The localized orbitals in your best Lewis structure can interact strongly. A filled bonding or lone pair orbital can act as a donor and an empty or filled bonding, antibonding, or lone pair orbital can act as an acceptor. These interactions can strengthen and weaken bonds. For example, a lone pair donor->antibonding acceptor orbital interaction will weaken the bond associated with the antibonding orbital. Conversly, an interaction with a bonding pair as the acceptor will strengthen the bond. Strong electron delocalization in your best Lewis structure will also show up as donor-acceptor interactions.
Interactions greater than 20 kJ/mol for bonding and lone pair orbitals are listed below.

The interaction of bonding donor orbital, 1, for Br1-F2 with the antibonding acceptor orbital, 90, for Br1-F3 is 52.0 kJ/mol.

The interaction of bonding donor orbital, 1, for Br1-F2 with the antibonding acceptor orbital, 91, for Br1-F4 is 300. kJ/mol.

The interaction of bonding donor orbital, 2, for Br1-F3 with the antibonding acceptor orbital, 89, for Br1-F2 is 88.7 kJ/mol.

-- Set exercise a --
Reproduce, unchanged, every line of the listing from the one containing "Confirm that each instance of the clear" down to the one containing "pixel 442 65", with both of those lines included.

-- Data to process --
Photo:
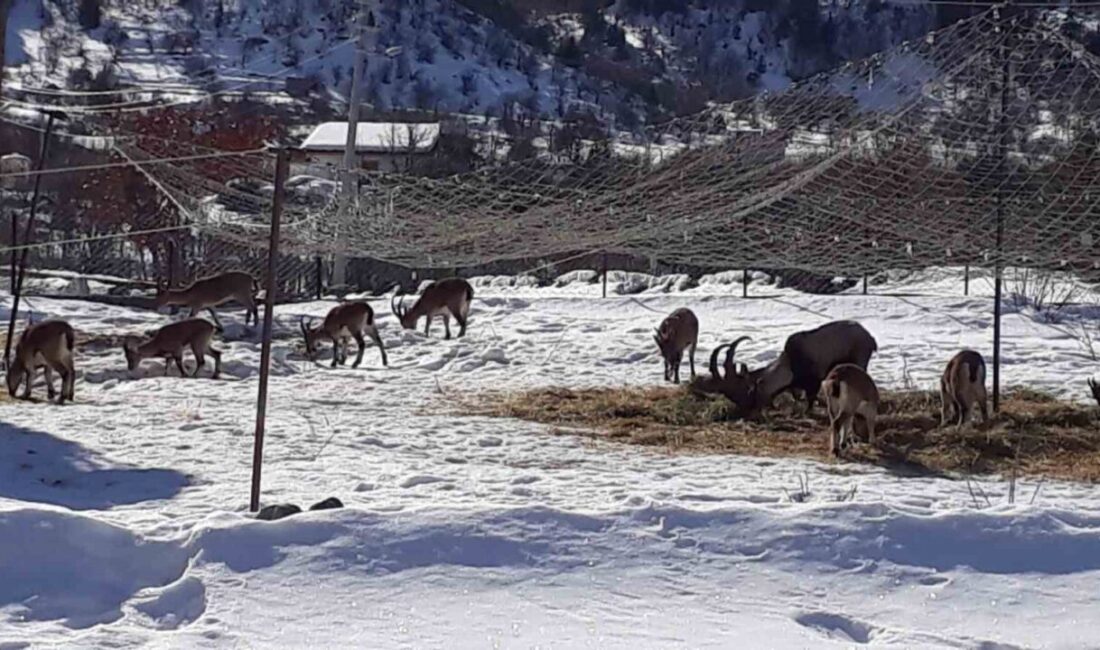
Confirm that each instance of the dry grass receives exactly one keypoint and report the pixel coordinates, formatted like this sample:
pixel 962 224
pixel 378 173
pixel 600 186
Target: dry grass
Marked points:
==
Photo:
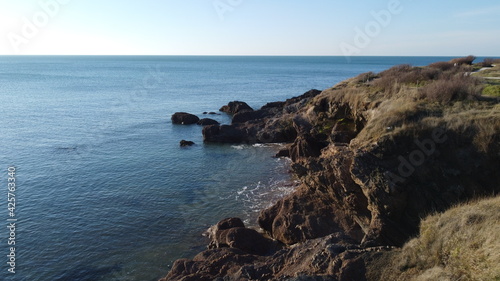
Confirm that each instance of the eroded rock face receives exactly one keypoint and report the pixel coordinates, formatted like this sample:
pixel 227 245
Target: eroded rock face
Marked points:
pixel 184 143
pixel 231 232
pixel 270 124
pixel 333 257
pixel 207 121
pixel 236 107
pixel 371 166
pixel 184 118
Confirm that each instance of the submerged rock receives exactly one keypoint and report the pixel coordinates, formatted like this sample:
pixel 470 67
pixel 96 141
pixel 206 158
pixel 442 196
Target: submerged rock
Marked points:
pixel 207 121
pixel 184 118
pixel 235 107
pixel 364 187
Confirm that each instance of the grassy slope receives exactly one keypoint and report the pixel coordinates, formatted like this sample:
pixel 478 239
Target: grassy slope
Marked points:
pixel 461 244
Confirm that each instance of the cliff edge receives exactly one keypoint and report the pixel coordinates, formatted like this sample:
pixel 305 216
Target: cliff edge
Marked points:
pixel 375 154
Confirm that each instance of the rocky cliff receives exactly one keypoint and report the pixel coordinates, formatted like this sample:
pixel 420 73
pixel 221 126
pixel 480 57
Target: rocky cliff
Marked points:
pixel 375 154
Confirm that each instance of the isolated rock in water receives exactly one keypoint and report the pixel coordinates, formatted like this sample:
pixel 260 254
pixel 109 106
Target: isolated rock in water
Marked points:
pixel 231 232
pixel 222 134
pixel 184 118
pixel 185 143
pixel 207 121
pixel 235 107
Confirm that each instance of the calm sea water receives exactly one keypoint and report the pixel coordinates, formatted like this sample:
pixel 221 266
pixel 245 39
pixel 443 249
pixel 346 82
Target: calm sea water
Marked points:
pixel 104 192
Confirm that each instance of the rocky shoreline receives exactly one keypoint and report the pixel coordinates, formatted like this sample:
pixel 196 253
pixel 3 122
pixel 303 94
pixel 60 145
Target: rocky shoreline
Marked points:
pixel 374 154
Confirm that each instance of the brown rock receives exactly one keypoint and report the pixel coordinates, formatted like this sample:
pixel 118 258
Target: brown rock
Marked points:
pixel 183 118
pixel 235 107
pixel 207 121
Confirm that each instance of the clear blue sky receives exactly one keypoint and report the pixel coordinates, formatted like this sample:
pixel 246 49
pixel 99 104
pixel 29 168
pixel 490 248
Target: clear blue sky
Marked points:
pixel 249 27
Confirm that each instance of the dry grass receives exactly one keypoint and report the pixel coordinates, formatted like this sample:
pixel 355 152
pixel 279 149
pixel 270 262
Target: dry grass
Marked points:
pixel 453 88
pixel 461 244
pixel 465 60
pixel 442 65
--
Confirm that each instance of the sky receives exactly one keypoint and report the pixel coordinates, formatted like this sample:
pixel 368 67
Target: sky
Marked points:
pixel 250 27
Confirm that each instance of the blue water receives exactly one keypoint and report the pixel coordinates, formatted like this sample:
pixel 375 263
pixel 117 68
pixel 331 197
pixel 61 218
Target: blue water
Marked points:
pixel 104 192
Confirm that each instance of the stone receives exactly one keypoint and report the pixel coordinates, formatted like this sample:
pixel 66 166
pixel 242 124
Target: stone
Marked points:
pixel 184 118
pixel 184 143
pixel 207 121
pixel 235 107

-- Set exercise b --
Proceed with the passage on donor-acceptor orbital interactions, picking up after its final sentence.

-- Response a --
Confirm that each instance of the clear blue sky receives exactly one keypoint and report the pixel coordinates, formatted like this sample:
pixel 246 49
pixel 99 104
pixel 29 168
pixel 490 248
Target: clear blue sky
Marked points:
pixel 249 27
Confirm that each instance of the dry grass receives exactly one keypoint and report the pixel coordinates, formatted like this sample:
pixel 355 152
pixel 279 149
pixel 270 262
Target: dry grass
Marked points:
pixel 453 88
pixel 461 244
pixel 465 60
pixel 442 65

-- Response b --
The interaction of bonding donor orbital, 2, for Br1-F3 with the antibonding acceptor orbital, 91, for Br1-F4 is 89.4 kJ/mol.

The interaction of bonding donor orbital, 3, for Br1-F4 with the antibonding acceptor orbital, 89, for Br1-F2 is 298. kJ/mol.

The interaction of bonding donor orbital, 3, for Br1-F4 with the antibonding acceptor orbital, 90, for Br1-F3 is 52.8 kJ/mol.

The interaction of the third lone pair donor orbital, 25, for F2 with the antibonding acceptor orbital, 90, for Br1-F3 is 41.4 kJ/mol.

The interaction of the third lone pair donor orbital, 31, for F4 with the antibonding acceptor orbital, 90, for Br1-F3 is 43.0 kJ/mol.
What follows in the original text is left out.